> **DATA FOR ANALYSIS**:
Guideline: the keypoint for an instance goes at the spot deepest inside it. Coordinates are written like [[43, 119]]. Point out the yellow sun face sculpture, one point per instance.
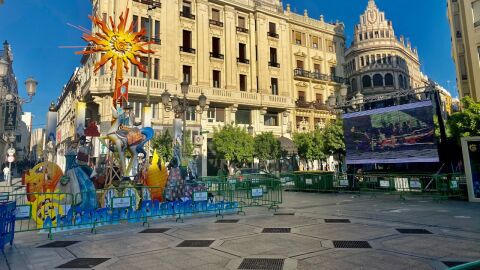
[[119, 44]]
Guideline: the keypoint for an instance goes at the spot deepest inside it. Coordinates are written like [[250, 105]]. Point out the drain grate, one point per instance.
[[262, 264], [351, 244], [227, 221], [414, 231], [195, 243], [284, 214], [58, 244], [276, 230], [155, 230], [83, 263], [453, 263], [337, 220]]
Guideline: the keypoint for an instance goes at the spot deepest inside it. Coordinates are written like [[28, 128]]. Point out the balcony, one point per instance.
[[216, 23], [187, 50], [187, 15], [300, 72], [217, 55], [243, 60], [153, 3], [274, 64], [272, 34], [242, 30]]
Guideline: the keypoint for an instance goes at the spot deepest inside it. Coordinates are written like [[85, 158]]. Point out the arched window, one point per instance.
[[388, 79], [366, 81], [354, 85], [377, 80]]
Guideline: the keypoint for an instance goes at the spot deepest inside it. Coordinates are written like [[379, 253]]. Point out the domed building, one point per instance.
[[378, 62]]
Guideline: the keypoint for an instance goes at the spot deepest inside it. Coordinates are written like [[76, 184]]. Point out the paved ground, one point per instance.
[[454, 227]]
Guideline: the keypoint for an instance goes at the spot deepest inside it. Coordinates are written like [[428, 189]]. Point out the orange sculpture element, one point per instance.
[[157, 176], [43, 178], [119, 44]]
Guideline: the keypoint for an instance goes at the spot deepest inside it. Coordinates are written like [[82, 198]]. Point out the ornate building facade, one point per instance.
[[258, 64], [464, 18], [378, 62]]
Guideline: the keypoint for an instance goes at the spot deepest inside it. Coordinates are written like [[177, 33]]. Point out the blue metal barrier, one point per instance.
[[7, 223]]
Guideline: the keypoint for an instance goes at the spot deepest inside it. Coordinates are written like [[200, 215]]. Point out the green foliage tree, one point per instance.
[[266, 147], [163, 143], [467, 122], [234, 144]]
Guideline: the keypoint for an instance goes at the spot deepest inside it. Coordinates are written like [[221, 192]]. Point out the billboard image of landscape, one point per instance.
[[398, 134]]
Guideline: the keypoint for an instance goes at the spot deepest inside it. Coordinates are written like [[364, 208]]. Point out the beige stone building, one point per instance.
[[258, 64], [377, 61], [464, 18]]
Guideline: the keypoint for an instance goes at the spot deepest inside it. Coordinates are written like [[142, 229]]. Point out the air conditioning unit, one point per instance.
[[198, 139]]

> **WORK TASK**:
All lines above are to be restated word for word, with pictures excluded.

> **FINISHED EXERCISE**:
Guideline: the keypoint for an instance goes at the spot deepest inside it. Coordinates are written like [[43, 119]]. Point out the yellow sun face sculpture, one point per instance.
[[119, 44]]
Guideline: the keypoint for an instance goes at the spot deepest inside it. Coordinates are written like [[250, 105]]. Point out the drain grate, one point per instance.
[[262, 264], [351, 244], [227, 221], [414, 231], [195, 243], [284, 214], [58, 244], [276, 230], [155, 230], [83, 263], [453, 263], [337, 220]]
Guideline: the keypoint for an instance goes at the spot deepest inside it. Coordinates are written like [[28, 128]]. Point out the balcony, one point per instance.
[[216, 23], [187, 50], [187, 15], [300, 72], [217, 55], [243, 60], [153, 3], [274, 64], [272, 34], [242, 30]]
Guideline: the keypoint for an instance goes at the spot deepest inside it. Coordinates are written like [[85, 158]]. Point out the arched window, one point per instance.
[[388, 79], [366, 81], [354, 85], [377, 80]]
Guideline: the keypoint for an instance goes at the spot deepest inside it. Coordinates are written like [[379, 253]]. Point out the domed building, one point per instance.
[[378, 62]]
Guideline: the keypoint for an instance goes at the spot deepest inside it. Coordinates are written like [[76, 184]]. Point out the paved ground, one point per instance.
[[454, 227]]
Guideline: the keypoint for an instance goes at the spot deepest inside it. Coordinates are written like [[428, 189]]. Point out the orange sculpture element, one point per instance.
[[157, 176], [43, 178], [119, 44]]
Guideline: the keypoint for an instance goes at the spot deepest inside it. Coordinates are written like [[82, 198]]. Point out the ornate building facade, one point per instance.
[[258, 64], [464, 18], [378, 62]]
Guideline: the keypoint for an instance goes at the spot deepest inside it. Coordinates are written like [[177, 33]]. Point out the blue metal barrier, one point per instance.
[[7, 223]]
Guideline: the keypoint for an instance goes at the spot deepest inside it. Coordinates are written like [[200, 215]]. Point out the green foliage tree, one point per instance.
[[266, 147], [163, 143], [467, 122], [234, 144]]
Guideline: the keypoint for an instance goes at the spot deepest inside it. Coordinates are written like [[221, 192]]. Point out the billboard image of landscape, one point per instance.
[[398, 134]]
Guideline: the keypoint for an instance goes at the spot deepest inside it. Coordinates are written like [[364, 208]]. Point out the beige stone building, one point per instance.
[[258, 64], [377, 61], [464, 18]]
Guideline: the keypoint for an instance goes at the spot deepest inside it. Coordinates are written like [[142, 229]]. Point out the air conditioning unit, one point per instance.
[[198, 139]]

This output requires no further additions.